-------- Data extracts --------

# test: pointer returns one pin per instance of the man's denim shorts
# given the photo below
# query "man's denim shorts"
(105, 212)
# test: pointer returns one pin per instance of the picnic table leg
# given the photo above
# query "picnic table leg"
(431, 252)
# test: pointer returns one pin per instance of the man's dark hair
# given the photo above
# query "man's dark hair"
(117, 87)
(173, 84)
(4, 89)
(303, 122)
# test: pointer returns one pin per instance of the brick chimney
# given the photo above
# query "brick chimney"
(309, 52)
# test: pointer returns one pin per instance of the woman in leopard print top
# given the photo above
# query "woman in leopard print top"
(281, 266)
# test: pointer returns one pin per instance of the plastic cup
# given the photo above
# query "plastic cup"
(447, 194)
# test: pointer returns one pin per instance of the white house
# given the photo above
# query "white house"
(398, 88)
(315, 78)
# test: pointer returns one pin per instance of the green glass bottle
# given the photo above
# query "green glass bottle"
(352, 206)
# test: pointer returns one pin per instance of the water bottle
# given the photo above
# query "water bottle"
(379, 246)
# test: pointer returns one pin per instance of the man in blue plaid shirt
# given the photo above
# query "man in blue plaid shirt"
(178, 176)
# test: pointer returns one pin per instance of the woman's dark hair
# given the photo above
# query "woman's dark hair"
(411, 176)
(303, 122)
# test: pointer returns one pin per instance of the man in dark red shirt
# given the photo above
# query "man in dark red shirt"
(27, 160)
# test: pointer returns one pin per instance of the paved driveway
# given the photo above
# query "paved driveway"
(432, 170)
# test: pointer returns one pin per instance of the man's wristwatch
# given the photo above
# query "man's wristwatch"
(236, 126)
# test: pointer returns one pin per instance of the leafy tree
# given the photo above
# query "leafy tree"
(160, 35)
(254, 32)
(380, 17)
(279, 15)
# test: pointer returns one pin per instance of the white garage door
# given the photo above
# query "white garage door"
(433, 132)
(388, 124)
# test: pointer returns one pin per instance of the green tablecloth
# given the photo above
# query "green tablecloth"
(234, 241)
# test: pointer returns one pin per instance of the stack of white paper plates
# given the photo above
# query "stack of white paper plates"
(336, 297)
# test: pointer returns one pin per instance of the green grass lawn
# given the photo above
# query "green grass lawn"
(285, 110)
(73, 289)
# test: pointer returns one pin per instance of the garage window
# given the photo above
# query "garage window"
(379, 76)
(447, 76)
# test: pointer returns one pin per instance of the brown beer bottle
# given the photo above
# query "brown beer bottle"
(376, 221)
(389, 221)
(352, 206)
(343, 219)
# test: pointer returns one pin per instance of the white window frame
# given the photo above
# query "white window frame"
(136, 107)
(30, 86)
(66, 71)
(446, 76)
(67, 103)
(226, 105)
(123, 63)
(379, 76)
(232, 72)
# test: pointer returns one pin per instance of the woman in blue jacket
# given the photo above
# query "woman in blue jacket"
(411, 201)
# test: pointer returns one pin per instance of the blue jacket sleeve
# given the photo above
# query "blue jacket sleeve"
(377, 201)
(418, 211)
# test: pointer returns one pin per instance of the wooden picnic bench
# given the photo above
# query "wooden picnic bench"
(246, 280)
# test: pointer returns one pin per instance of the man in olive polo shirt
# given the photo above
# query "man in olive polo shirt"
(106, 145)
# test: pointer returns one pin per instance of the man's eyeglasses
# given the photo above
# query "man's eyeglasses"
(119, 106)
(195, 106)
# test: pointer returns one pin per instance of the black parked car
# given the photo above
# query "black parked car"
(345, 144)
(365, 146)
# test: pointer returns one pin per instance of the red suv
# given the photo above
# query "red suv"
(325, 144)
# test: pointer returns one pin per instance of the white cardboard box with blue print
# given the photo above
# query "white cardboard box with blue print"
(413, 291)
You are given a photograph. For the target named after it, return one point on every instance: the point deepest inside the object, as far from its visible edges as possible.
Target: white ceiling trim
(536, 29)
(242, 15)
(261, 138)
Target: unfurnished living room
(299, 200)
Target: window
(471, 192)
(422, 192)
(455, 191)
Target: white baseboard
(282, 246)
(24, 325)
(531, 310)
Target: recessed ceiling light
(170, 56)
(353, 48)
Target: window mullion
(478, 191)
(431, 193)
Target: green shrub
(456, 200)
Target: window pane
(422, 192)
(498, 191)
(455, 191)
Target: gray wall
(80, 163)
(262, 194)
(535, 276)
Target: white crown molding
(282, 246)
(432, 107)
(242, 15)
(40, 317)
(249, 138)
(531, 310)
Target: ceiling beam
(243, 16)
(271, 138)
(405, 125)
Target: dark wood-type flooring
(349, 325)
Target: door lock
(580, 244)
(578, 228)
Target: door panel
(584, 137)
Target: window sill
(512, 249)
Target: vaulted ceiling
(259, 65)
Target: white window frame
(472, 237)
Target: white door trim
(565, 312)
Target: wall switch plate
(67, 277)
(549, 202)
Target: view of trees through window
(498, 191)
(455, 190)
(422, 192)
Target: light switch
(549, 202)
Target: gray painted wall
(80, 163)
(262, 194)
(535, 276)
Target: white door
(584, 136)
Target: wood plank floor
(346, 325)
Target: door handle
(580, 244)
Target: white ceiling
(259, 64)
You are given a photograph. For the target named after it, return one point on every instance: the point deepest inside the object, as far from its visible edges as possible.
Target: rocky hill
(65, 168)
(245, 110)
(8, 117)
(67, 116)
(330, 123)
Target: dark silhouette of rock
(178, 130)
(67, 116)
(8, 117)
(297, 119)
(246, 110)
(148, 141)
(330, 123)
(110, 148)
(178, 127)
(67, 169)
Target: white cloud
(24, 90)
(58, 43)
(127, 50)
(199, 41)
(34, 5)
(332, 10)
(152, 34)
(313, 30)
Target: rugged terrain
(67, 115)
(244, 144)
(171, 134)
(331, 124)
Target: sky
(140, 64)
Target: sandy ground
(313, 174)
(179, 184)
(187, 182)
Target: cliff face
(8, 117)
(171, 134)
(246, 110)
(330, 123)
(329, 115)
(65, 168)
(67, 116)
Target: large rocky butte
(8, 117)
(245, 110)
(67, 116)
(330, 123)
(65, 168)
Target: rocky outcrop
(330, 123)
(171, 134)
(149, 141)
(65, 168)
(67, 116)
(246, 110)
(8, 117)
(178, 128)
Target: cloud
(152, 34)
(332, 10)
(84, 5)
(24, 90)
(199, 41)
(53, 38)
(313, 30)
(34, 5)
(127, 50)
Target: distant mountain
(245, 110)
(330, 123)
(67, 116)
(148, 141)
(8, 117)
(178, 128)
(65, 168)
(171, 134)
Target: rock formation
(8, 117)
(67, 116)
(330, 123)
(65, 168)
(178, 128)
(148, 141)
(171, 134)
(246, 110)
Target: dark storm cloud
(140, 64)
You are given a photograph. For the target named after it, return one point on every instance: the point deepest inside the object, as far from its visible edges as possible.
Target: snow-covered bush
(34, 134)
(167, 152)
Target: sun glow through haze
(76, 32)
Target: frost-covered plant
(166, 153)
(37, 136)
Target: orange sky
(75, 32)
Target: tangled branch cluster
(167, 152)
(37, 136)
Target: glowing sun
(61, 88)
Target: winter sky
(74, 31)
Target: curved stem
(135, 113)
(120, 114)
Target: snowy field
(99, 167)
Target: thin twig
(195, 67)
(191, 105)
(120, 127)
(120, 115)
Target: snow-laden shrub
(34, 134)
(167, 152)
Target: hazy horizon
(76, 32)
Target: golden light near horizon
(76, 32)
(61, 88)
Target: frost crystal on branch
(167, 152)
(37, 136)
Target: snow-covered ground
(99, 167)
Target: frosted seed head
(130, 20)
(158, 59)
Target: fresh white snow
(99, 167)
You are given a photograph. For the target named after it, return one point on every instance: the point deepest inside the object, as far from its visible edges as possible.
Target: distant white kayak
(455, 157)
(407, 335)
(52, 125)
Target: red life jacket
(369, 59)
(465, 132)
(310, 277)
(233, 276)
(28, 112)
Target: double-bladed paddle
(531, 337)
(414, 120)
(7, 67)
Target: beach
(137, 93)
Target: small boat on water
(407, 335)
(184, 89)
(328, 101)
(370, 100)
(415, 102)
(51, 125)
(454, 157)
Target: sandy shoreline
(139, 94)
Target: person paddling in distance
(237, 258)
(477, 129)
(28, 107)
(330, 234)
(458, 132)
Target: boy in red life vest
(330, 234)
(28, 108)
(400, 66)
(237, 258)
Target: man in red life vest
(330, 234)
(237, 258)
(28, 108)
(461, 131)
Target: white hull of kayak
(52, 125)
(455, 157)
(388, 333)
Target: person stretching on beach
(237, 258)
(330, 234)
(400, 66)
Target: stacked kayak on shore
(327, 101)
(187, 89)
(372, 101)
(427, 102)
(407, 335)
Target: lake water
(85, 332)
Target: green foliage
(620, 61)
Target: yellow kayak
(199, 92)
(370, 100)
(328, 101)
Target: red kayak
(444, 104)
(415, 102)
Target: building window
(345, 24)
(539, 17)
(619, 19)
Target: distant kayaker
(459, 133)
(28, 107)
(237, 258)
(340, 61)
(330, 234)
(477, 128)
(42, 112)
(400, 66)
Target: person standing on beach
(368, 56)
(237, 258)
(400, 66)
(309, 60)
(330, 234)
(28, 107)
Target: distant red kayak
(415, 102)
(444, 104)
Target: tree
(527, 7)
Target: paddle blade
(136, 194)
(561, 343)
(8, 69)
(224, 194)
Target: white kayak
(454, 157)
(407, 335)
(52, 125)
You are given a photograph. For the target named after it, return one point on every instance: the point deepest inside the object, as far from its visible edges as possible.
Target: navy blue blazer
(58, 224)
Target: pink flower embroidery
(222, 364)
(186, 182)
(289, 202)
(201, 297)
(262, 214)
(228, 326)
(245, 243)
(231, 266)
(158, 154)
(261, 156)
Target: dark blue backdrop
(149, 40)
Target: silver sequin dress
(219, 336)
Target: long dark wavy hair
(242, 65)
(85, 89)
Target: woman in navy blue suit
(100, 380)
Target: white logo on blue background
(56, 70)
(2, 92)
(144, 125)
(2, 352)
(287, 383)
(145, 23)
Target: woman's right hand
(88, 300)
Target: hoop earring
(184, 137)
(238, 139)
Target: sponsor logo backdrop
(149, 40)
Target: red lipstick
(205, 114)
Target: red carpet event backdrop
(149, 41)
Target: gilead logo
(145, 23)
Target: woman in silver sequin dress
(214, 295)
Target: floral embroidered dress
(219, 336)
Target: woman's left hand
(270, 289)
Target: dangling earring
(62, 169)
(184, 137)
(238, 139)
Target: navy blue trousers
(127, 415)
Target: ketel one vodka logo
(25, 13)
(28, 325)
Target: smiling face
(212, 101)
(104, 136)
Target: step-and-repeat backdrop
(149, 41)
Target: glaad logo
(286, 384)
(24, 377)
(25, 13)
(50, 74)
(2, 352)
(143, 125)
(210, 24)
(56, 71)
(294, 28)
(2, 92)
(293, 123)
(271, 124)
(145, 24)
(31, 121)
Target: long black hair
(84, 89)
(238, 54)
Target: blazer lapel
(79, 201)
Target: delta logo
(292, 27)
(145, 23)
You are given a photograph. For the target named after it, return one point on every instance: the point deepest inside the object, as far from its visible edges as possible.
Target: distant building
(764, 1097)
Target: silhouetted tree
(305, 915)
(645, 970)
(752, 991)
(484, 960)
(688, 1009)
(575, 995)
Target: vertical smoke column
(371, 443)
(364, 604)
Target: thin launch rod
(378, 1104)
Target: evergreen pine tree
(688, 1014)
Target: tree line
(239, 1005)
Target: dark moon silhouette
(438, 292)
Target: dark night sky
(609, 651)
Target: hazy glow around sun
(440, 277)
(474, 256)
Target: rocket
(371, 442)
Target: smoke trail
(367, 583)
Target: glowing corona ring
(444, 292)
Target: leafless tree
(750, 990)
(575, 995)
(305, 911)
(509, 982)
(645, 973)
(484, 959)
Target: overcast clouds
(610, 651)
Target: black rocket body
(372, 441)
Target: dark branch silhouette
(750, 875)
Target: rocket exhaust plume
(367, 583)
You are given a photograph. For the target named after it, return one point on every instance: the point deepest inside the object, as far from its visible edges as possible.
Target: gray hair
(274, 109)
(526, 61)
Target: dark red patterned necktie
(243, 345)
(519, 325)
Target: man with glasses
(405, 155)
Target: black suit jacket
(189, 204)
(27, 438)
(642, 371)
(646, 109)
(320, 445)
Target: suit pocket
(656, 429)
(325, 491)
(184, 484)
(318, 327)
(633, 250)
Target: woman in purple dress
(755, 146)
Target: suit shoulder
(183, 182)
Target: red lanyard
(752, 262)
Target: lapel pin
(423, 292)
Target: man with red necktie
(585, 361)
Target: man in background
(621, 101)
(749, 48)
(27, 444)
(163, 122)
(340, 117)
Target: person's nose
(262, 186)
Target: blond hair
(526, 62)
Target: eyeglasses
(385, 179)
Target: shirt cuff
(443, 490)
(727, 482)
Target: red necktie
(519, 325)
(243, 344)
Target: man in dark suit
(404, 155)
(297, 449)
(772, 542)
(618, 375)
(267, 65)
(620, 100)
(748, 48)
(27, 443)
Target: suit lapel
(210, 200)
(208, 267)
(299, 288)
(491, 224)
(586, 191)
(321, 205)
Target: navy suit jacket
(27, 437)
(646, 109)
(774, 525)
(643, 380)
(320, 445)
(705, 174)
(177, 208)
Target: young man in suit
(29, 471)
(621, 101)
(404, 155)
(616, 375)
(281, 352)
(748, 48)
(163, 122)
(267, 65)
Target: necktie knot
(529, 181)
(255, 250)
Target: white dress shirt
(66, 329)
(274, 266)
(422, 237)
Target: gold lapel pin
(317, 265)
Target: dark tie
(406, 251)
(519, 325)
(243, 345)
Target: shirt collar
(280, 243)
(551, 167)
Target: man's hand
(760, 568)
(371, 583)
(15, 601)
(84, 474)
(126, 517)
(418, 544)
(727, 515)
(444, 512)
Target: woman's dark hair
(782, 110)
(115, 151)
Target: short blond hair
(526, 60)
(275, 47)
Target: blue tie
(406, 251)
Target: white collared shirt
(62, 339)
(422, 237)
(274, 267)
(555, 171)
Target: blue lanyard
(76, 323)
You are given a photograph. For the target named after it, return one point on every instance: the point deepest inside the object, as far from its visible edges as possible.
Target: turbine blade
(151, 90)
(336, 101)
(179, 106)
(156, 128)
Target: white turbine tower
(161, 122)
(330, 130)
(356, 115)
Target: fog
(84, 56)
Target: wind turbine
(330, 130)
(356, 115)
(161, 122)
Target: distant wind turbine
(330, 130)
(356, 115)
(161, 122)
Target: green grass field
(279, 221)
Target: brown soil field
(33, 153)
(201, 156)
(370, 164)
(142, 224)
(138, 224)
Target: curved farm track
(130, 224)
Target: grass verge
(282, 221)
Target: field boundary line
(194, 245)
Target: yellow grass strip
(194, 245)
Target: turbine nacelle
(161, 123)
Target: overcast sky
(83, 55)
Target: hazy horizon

--------

* Work item *
Once you reach the line containing "the man in dark red shirt", include it and stop; until then, reproduce each line of the listing from its start exactly.

* Response area *
# test: pointer returns one pin per instance of the man's denim shorts
# given the photo below
# query "man's denim shorts"
(105, 212)
# test: pointer returns one pin per instance of the picnic table leg
# given the photo above
# query "picnic table leg"
(431, 252)
# test: pointer returns one pin per instance of the man's dark hair
# given the photo above
# query "man's dark hair"
(117, 87)
(173, 84)
(4, 89)
(303, 122)
# test: pointer returns one pin per instance of the brick chimney
# given the photo above
# query "brick chimney"
(309, 52)
# test: pointer returns one pin per instance of the woman in leopard print top
# given the photo above
# query "woman in leopard print top"
(281, 266)
# test: pointer returns one pin per instance of the plastic cup
# given the photo above
# query "plastic cup"
(447, 194)
# test: pointer returns one pin per instance of the white house
# given the photo above
# query "white house"
(398, 88)
(315, 78)
# test: pointer returns one pin per instance of the green glass bottle
# given the photo above
# query "green glass bottle"
(352, 206)
# test: pointer returns one pin per instance of the water bottle
# given the photo above
# query "water bottle"
(379, 246)
# test: pointer returns one pin per instance of the man in blue plaid shirt
# given the photo above
# query "man in blue plaid shirt"
(178, 176)
# test: pointer returns one pin per instance of the woman's dark hair
# given the photo above
# query "woman's dark hair"
(411, 176)
(303, 122)
# test: pointer returns one pin per instance of the man in dark red shirt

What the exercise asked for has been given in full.